#### Text to read
Friday, August 5, 2016

You can count an apple's seeds but not the seed's apples - NonDoc

You can count an apple's seeds but not the seed's apples - NonDoc:

You can count an apple’s seeds but not the seed’s apples


Even if my colleagues disagree, they will understand why I believe that teaching high school history and government is the best job in what must be the best career imaginable.
Typically, my students were more socially conservative than I was. They were aware that I was a former ACLU/OK board member and a pro-choice lobbyist, but they knew that all of their opinions, values and judgments would be treated with equal respect. They also knew how much I preferred addressing persons who disagreed with me on abortion with the term “pro-life” instead of “anti-choice.” OK, my (very few) black Republican students would get some extra ribbing, but often they asked for it by reality-challenged trash-talking during our lunch-hour basketball games (asserting that I fouled?!)
Teaching with an open door produced a bonus. Students, patrons or other visitors continually joined our debates. Often, parents would send their children back to school with their counter-arguments about politics, culture and the meaning of life. The same pattern occurred with preachers, who might urge prayers for me, but not censorship. One junior brought his pastor to class to present an alternative worldview, and he concluded with the words, “We can count the seeds in an apple, but not the apples in a seed,”

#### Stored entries
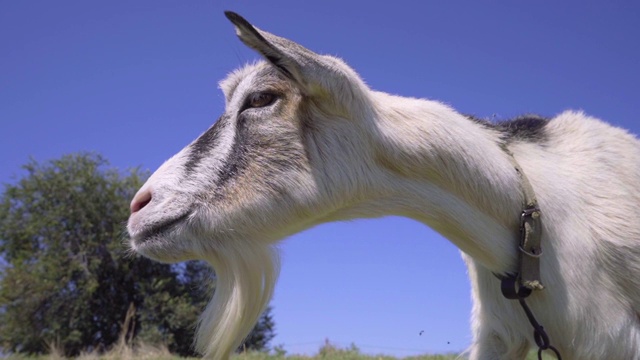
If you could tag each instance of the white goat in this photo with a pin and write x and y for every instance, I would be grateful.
(304, 141)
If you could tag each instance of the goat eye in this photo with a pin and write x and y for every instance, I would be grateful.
(260, 100)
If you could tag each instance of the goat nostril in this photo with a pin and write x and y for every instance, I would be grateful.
(140, 200)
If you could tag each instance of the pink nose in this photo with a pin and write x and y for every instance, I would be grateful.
(141, 200)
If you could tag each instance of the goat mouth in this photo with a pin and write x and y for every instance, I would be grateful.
(159, 229)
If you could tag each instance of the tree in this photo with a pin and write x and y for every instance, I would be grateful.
(68, 277)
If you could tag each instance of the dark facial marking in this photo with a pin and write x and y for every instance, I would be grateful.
(523, 128)
(237, 160)
(204, 144)
(161, 228)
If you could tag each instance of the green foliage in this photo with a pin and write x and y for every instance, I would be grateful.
(68, 278)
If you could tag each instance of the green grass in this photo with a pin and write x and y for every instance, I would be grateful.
(327, 352)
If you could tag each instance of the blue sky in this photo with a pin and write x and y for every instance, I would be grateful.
(136, 81)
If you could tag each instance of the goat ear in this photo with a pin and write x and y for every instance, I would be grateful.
(285, 55)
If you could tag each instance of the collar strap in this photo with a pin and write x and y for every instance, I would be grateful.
(520, 285)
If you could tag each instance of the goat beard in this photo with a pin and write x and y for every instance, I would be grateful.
(245, 279)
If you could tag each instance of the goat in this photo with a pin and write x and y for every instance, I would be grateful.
(303, 141)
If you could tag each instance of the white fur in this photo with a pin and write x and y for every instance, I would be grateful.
(362, 153)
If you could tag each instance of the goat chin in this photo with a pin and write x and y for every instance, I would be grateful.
(245, 279)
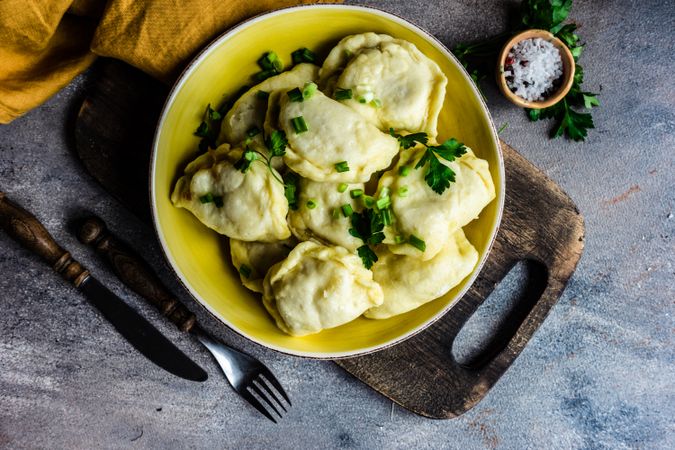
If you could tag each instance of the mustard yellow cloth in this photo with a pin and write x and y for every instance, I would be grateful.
(44, 44)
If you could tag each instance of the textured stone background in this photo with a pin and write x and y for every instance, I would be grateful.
(600, 372)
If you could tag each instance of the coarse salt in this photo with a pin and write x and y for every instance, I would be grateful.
(533, 69)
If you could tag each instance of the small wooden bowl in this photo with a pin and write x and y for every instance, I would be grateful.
(567, 76)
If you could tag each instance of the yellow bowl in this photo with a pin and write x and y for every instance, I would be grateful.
(200, 257)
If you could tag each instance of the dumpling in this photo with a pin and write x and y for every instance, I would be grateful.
(248, 206)
(249, 110)
(335, 134)
(325, 221)
(342, 53)
(393, 84)
(253, 259)
(427, 215)
(408, 283)
(318, 287)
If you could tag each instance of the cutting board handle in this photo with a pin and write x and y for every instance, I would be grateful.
(26, 229)
(493, 356)
(134, 272)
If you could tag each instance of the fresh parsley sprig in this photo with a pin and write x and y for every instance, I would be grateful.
(438, 176)
(547, 15)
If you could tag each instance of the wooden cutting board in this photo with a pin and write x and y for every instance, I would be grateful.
(540, 226)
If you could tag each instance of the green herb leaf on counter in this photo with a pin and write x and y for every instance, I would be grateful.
(547, 15)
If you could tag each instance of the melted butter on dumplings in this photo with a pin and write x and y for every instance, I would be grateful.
(258, 257)
(335, 133)
(249, 110)
(318, 287)
(254, 205)
(407, 88)
(325, 222)
(408, 283)
(428, 215)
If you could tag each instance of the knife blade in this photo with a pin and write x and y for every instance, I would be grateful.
(28, 231)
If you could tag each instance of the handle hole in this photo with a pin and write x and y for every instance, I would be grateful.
(491, 327)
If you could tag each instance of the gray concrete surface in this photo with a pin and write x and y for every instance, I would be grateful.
(600, 372)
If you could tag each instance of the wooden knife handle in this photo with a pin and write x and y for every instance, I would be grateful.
(134, 272)
(29, 232)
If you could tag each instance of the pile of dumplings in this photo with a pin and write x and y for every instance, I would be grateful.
(304, 260)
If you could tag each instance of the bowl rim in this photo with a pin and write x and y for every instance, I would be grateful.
(569, 67)
(177, 86)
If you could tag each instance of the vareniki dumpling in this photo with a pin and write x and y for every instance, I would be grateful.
(393, 84)
(408, 283)
(249, 110)
(427, 215)
(253, 259)
(335, 135)
(318, 287)
(248, 206)
(324, 218)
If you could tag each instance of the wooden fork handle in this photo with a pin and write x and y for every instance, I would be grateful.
(23, 227)
(134, 272)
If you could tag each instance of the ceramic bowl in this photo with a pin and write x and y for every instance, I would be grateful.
(200, 257)
(567, 76)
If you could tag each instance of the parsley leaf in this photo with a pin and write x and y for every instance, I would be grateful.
(439, 176)
(545, 14)
(276, 143)
(367, 255)
(409, 140)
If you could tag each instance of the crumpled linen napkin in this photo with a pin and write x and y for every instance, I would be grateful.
(44, 44)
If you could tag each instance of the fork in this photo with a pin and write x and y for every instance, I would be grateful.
(246, 374)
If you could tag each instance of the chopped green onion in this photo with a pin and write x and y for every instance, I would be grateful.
(299, 124)
(416, 242)
(368, 201)
(383, 203)
(263, 75)
(245, 271)
(342, 166)
(386, 217)
(270, 61)
(309, 90)
(295, 95)
(367, 97)
(207, 198)
(303, 55)
(253, 131)
(342, 94)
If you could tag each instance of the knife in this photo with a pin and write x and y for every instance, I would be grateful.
(28, 231)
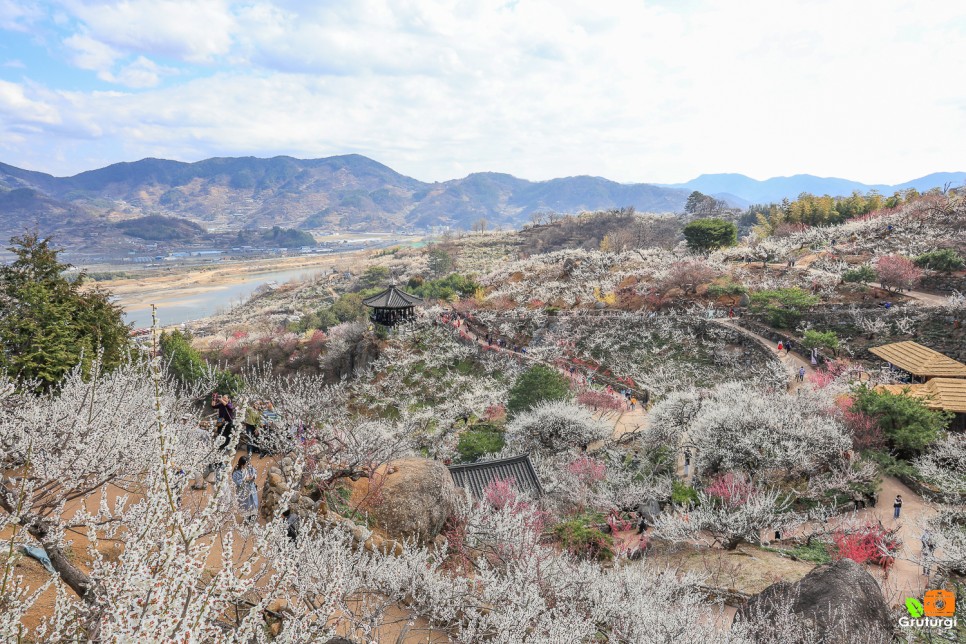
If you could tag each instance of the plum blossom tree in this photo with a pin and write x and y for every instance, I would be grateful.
(731, 512)
(554, 427)
(896, 272)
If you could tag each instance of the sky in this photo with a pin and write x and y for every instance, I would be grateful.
(635, 91)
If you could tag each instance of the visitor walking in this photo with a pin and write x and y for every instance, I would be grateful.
(245, 488)
(291, 524)
(252, 425)
(928, 546)
(226, 418)
(203, 442)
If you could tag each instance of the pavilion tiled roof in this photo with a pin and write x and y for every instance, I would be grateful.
(919, 360)
(475, 477)
(392, 298)
(939, 393)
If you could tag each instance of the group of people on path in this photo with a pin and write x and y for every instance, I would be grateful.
(243, 476)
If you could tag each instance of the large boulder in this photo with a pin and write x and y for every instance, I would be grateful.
(411, 498)
(838, 603)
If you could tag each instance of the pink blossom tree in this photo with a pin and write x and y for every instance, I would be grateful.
(896, 272)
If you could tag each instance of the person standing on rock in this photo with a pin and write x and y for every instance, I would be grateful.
(245, 487)
(928, 546)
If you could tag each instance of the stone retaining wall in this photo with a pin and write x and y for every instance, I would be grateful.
(944, 283)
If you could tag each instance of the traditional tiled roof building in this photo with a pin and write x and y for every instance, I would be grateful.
(475, 477)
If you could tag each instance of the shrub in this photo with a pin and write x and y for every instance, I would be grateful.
(682, 494)
(862, 274)
(870, 543)
(821, 340)
(896, 272)
(582, 537)
(447, 288)
(537, 384)
(782, 307)
(816, 553)
(726, 287)
(374, 277)
(908, 425)
(474, 443)
(710, 234)
(945, 260)
(554, 427)
(589, 471)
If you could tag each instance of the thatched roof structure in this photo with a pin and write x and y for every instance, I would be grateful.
(920, 361)
(948, 394)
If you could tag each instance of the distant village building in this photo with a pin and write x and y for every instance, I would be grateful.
(476, 477)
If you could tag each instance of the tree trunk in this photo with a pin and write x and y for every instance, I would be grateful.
(39, 529)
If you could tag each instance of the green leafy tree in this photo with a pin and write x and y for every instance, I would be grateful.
(710, 234)
(447, 287)
(349, 308)
(187, 365)
(782, 307)
(945, 260)
(821, 340)
(908, 425)
(535, 385)
(475, 443)
(694, 201)
(862, 274)
(48, 323)
(374, 277)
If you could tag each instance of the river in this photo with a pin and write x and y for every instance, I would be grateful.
(175, 309)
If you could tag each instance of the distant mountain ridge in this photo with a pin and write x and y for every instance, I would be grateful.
(351, 193)
(744, 188)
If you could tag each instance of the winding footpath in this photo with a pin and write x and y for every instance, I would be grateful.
(905, 578)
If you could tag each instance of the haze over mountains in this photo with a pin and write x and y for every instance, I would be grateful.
(353, 192)
(740, 190)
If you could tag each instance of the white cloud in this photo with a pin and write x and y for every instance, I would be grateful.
(139, 74)
(192, 30)
(540, 88)
(18, 16)
(90, 53)
(21, 112)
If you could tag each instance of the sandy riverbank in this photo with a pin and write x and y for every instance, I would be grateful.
(140, 292)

#### Stated exercise 1
In the essay about teaching, shorten the paragraph that begins "Teaching with an open door produced a bonus" into a brief list that keeps its main facts.
#### Stated exercise 2
Carry on the essay about teaching from the point where it stops.
The rows have nothing to do with this.

#### Task answer 1
- Teaching with an open door brought a bonus.
- Students, patrons and other visitors kept joining the class debates.
- Parents often sent their children back with counter-arguments about politics, culture and the meaning of life.
- Preachers did the same. They might urge prayers for the teacher, but not censorship.
- One junior brought his pastor to class to present another worldview. The pastor ended with "We can count the seeds in an apple, but not the apples in a seed."

#### Task answer 2
The metaphor speaks to last week’s 2016 Democratic Party Convention. We can count Bernie’s delegates, but we can’t even guess as to the number of future voters and activists baptized in the fires of the Bern. The metaphor also speaks to the unprecedented number of Oklahoma teachers who are running for office. We can count the number of educators who are elected this year, but we can’t predict the number of new leaders the grassroots rising of classroom teachers of all types will produce.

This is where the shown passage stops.